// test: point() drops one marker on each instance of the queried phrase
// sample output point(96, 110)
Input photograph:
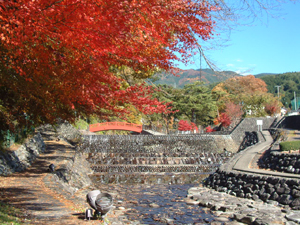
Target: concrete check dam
point(124, 158)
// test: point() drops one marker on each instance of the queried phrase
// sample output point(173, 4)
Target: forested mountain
point(289, 86)
point(184, 77)
point(289, 82)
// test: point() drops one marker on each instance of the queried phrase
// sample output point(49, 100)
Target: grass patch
point(9, 215)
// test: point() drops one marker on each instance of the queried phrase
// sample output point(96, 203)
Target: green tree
point(195, 102)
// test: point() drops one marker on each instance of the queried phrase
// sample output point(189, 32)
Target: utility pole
point(278, 91)
point(295, 100)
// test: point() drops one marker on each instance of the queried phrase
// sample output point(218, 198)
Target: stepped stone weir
point(150, 155)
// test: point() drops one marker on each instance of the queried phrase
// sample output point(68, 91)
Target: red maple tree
point(184, 125)
point(57, 56)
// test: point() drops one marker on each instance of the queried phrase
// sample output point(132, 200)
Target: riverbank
point(241, 191)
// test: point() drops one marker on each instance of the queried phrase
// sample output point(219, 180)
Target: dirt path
point(29, 190)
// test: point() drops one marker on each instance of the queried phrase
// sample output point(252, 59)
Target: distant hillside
point(184, 77)
point(264, 74)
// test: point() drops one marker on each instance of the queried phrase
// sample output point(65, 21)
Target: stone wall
point(283, 162)
point(284, 191)
point(20, 159)
point(249, 125)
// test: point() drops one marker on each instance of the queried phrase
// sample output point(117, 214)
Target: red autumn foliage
point(272, 108)
point(184, 125)
point(209, 129)
point(234, 111)
point(57, 55)
point(224, 119)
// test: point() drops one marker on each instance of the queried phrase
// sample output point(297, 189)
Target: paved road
point(244, 159)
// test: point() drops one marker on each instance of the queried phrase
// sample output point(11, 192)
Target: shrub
point(289, 145)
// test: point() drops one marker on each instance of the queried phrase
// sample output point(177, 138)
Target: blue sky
point(269, 45)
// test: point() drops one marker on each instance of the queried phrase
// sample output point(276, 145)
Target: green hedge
point(289, 145)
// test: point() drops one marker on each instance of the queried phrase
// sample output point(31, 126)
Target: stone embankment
point(250, 195)
point(282, 162)
point(23, 157)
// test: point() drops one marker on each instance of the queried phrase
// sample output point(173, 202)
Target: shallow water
point(155, 199)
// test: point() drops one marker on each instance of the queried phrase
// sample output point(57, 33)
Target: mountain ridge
point(183, 77)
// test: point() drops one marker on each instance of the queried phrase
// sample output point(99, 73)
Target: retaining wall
point(20, 159)
point(282, 162)
point(285, 191)
point(244, 185)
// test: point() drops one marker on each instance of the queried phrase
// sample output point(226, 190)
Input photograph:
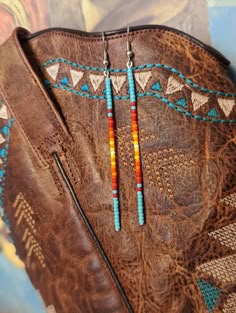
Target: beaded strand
point(110, 118)
point(111, 123)
point(134, 123)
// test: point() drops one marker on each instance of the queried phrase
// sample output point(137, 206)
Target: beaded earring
point(135, 134)
point(111, 122)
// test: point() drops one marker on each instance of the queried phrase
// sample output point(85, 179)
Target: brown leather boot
point(56, 185)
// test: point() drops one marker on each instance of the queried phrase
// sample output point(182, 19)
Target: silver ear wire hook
point(129, 50)
point(105, 56)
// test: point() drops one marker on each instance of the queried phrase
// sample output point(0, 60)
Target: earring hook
point(105, 55)
point(129, 50)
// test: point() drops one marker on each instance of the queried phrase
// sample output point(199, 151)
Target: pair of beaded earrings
point(135, 135)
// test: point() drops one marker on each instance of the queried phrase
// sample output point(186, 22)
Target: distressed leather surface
point(189, 173)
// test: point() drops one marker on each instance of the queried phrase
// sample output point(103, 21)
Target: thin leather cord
point(91, 231)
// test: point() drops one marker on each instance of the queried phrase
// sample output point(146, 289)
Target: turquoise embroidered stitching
point(4, 153)
point(158, 65)
point(173, 106)
point(211, 294)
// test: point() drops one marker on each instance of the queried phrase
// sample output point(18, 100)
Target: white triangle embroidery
point(118, 81)
point(173, 85)
point(53, 70)
point(76, 76)
point(198, 100)
point(96, 80)
point(3, 112)
point(142, 78)
point(2, 139)
point(226, 105)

* * *

About this task ::
Apart from the pictures, the entries above are to be repeated in full and exactly.

Solution to this task ::
// test: point() drops one marker on each instance of the queried phrase
// sample output point(96, 110)
Input photograph:
Target: concrete check dam
point(124, 158)
// test: point() drops one marker on each instance of the queried phrase
// sample output point(173, 4)
Target: forested mountain
point(289, 86)
point(184, 77)
point(289, 82)
// test: point() drops one marker on each instance of the queried phrase
// sample output point(49, 100)
Target: grass patch
point(9, 215)
// test: point() drops one marker on each instance of the queried phrase
// sample output point(96, 203)
Target: green tree
point(195, 102)
// test: point() drops one marker on each instance of the queried phrase
// sample output point(189, 32)
Target: utility pole
point(278, 91)
point(295, 100)
// test: point() drops one marker on each instance of the queried phrase
// sample output point(218, 198)
Target: stepped stone weir
point(150, 155)
// test: point() drops one marker on each instance of the queried phrase
// sample output point(68, 91)
Target: red maple tree
point(184, 125)
point(57, 56)
// test: point() drops one marker on each instance of the queried phrase
// sample output point(132, 200)
Target: riverbank
point(241, 191)
// test: point() drops one marker on each instance of the queried phrase
// sample output point(219, 180)
Target: dirt path
point(29, 190)
// test: point() drops one marker on each instance of the queried phrase
// sample output point(252, 59)
Target: distant hillside
point(184, 77)
point(264, 74)
// test: point() drops one marker on each instance of the queried phrase
// sample output point(65, 21)
Target: stone wall
point(283, 162)
point(284, 191)
point(20, 159)
point(249, 125)
// test: point() drops one marker on each instance of the queried phrase
// sample output point(117, 214)
Target: red autumn foliage
point(272, 108)
point(184, 125)
point(209, 129)
point(234, 111)
point(57, 55)
point(224, 119)
// test: point() drops one marker on each instance of the queried phrase
// sample output point(297, 189)
Target: paved road
point(244, 159)
// test: point() drops one marker on each instance of the queried phrase
// sample output point(11, 192)
Target: shrub
point(289, 145)
// test: point() drops one marker on each instance of the queried phrase
// sample output point(177, 138)
Target: blue sky
point(269, 45)
// test: point() drops one marker on each instance of the queried phrase
// sample output point(276, 145)
Target: green hedge
point(289, 145)
// test: point() drops one marker on each instance of the queried phrase
// sample output point(31, 126)
Target: stone embankment
point(250, 195)
point(282, 162)
point(23, 157)
// test: point() drops one marker on each instance of the queried phrase
// sample output point(173, 202)
Target: shallow water
point(155, 199)
// test: point() drops one marker on each instance of the queried phrase
// sample output point(57, 33)
Target: mountain ridge
point(183, 77)
// test: point() drops one marker on each instance of the queried phrase
// sample output point(99, 73)
Target: retaining wall
point(20, 159)
point(282, 162)
point(285, 191)
point(244, 185)
// test: point() drops one marker on each instance of the queried phrase
// sample output point(226, 190)
Input photograph:
Target: beaded strand
point(110, 118)
point(111, 123)
point(134, 123)
// test: point() drops one marker on each instance of the queried phrase
// sample output point(137, 206)
Target: beaded earring
point(135, 134)
point(111, 122)
// test: point() drops one marker on each instance of the queried phrase
// sample output point(85, 179)
Target: brown leather boot
point(56, 185)
// test: point() drops one marker on each instance of the queried phrase
// sample output point(182, 19)
Target: silver ear wire hook
point(129, 50)
point(105, 56)
// test: point() drops one marker on each instance of the queried phrase
// sample output point(0, 60)
Target: earring hook
point(105, 55)
point(129, 50)
// test: point() drops one marker on each instance of the queried phrase
// sample output point(199, 151)
Target: pair of beaded earrings
point(135, 135)
// test: point() drops one marker on each instance of the queried phrase
// sample output point(186, 22)
Target: distressed leather surface
point(189, 173)
// test: point() drops one marker on each instance of the queried phrase
// sample output point(103, 21)
Target: thin leather cord
point(91, 231)
// test: point() drops one marker on each instance of the queried phrase
// sample output point(146, 289)
Target: turquoise embroidered stitching
point(4, 153)
point(158, 65)
point(173, 106)
point(211, 294)
// test: point() drops one marker on each instance of the queried phrase
// sample output point(18, 100)
Target: white triangle embroidery
point(118, 81)
point(173, 85)
point(53, 70)
point(76, 76)
point(198, 100)
point(96, 80)
point(3, 112)
point(142, 78)
point(2, 139)
point(226, 105)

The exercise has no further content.